- **Aim**
Please render the listing below as a Markdown table with the columns Row and Line, giving each line its own numbered row and leaving out blank lines. Begin at the line that contains "of the radar" and stop at the end of the listing.

- **Exercise materials**
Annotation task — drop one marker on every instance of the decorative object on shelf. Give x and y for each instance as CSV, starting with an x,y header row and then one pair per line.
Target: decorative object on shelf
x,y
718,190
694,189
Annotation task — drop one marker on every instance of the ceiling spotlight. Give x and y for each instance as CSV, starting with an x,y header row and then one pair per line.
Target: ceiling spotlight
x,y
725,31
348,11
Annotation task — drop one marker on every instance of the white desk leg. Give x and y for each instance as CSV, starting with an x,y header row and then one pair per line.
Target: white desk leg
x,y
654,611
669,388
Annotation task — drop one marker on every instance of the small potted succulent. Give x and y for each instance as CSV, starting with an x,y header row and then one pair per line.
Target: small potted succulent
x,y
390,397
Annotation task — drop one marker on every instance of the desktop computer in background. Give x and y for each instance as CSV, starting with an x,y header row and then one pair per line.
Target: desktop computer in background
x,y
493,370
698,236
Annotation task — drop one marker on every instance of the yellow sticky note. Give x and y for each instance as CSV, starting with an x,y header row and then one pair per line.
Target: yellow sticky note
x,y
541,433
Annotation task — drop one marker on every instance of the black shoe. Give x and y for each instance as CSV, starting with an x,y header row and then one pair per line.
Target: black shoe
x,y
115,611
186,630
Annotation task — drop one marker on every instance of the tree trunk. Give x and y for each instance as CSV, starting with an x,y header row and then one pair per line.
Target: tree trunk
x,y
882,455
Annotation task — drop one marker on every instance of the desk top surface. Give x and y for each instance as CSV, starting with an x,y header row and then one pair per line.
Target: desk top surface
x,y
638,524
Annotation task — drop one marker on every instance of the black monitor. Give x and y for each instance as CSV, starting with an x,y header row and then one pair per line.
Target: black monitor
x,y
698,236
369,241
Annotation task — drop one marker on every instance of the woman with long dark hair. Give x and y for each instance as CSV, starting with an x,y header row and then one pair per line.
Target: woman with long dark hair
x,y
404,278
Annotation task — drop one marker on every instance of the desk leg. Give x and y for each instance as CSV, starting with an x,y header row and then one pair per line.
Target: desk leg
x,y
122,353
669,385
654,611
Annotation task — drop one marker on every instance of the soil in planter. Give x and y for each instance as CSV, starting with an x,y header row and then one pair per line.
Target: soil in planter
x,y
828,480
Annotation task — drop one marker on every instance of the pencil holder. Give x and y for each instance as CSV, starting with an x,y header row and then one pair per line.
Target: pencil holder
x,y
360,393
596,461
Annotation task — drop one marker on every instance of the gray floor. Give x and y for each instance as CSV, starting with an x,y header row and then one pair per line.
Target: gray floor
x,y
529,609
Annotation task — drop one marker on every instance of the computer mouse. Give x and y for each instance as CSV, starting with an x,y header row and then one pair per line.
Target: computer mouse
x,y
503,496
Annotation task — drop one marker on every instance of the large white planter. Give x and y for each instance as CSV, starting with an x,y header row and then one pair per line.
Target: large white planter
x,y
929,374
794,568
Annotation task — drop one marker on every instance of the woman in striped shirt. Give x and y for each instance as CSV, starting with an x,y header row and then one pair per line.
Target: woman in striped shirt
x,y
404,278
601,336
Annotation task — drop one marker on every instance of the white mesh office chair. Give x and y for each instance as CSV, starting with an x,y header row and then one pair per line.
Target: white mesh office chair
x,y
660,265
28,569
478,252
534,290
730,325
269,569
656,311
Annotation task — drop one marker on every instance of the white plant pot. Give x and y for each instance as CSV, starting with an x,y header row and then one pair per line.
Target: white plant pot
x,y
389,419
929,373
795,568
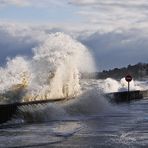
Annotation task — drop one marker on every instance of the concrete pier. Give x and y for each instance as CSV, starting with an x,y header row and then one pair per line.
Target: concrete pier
x,y
7,111
119,97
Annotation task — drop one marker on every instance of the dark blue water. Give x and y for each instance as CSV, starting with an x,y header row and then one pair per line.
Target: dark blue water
x,y
123,125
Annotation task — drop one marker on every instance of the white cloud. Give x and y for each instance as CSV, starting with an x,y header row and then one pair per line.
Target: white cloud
x,y
33,3
112,14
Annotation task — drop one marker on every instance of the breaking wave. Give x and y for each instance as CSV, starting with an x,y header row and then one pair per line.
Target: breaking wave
x,y
52,72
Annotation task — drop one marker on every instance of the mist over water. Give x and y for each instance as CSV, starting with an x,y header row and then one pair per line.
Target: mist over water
x,y
52,72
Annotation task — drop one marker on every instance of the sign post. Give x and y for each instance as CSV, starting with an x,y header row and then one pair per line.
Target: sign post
x,y
128,78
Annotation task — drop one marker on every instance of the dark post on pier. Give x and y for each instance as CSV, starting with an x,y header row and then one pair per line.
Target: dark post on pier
x,y
128,78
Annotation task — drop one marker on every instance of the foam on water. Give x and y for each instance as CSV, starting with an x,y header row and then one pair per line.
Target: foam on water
x,y
52,72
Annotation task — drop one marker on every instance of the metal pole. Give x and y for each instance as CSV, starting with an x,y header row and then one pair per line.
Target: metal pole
x,y
128,87
128,90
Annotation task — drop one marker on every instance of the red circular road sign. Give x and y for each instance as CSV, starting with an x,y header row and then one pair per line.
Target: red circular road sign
x,y
128,78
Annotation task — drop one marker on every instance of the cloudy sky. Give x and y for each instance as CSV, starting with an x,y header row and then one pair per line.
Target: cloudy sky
x,y
115,31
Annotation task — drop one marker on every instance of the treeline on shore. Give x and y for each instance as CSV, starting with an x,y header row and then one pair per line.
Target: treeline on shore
x,y
137,71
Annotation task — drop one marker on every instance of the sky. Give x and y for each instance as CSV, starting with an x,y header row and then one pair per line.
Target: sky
x,y
115,31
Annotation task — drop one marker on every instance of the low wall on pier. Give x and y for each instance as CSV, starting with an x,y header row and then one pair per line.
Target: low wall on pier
x,y
119,97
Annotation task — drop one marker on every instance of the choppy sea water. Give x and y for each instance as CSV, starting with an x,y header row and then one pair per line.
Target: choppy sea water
x,y
84,122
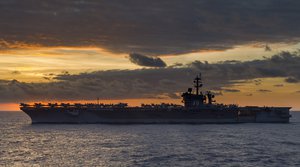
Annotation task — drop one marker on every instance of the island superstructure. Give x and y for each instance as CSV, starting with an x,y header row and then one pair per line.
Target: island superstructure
x,y
198,108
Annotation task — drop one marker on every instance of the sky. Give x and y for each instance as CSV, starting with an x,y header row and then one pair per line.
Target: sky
x,y
141,51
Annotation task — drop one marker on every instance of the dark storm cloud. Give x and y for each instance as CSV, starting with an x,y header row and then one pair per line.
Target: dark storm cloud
x,y
146,61
151,83
148,27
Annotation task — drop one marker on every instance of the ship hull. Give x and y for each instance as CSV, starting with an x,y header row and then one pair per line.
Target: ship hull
x,y
131,117
161,116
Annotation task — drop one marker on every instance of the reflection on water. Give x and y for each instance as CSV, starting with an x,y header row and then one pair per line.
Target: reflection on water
x,y
148,145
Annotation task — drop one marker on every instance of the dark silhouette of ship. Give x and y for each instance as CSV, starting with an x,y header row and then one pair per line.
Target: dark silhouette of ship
x,y
198,108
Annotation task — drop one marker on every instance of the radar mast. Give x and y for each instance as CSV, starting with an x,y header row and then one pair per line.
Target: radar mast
x,y
198,83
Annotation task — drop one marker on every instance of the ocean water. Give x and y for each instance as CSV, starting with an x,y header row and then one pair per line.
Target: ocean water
x,y
23,144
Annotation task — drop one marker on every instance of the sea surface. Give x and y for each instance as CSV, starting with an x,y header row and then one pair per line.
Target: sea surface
x,y
24,144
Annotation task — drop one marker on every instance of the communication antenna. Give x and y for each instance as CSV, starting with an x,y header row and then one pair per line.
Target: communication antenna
x,y
198,83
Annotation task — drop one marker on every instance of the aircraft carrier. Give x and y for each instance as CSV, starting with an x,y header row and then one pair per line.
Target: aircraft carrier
x,y
198,108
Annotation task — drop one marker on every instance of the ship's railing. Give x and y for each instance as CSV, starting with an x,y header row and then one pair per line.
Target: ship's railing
x,y
93,105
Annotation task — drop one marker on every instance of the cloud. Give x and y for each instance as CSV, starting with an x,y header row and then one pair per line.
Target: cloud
x,y
268,48
148,27
166,82
278,85
16,72
146,61
231,90
291,80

- **Written answer**
| Row | Line |
|---|---|
| 1 | Annotation task — drop one marker on every instance of the radar mast. Give x and y for each instance as CSV, starting with an x,y header row and then one pair per line. |
| 2 | Target: radar mast |
| 3 | x,y |
| 4 | 198,83 |
| 5 | Annotation task — drop one marker on every instance of the ocean water. Give x and y for each instance as CSV, starting with an x,y header row and then one pair per line. |
| 6 | Target: ocean water |
| 7 | x,y |
| 8 | 23,144 |
| 9 | Annotation task — drop one marker on every instance of the sea surface. Give x and y for each instance as CSV, starting with an x,y header row and then one pair per line. |
| 10 | Target: sea surface |
| 11 | x,y |
| 12 | 24,144 |
| 13 | Annotation task — drop one marker on every instance of the communication antenna. Give x and y for each instance as CSV, starting with an x,y header row and then one pair per line. |
| 14 | Target: communication antenna |
| 15 | x,y |
| 16 | 198,83 |
| 17 | Annotation task — drop one marker on every instance of the aircraft carrier. Give x and y for each instance as CSV, starting with an x,y header row and then one pair per line. |
| 18 | Target: aircraft carrier |
| 19 | x,y |
| 20 | 198,108 |
| 21 | Annotation task — drop one marker on every instance of the ship's railing. Give x and y for each instance as CSV, starting with an x,y header row and then one pair per line. |
| 22 | Target: ship's railing |
| 23 | x,y |
| 24 | 93,105 |
| 25 | Annotation task — drop one marker on every instance of the cloud. Give x and y for each instance as CSV, starting with an x,y header row and then one pair per line. |
| 26 | Target: cloud |
| 27 | x,y |
| 28 | 268,48 |
| 29 | 148,27 |
| 30 | 166,82 |
| 31 | 278,85 |
| 32 | 16,72 |
| 33 | 146,61 |
| 34 | 231,90 |
| 35 | 291,80 |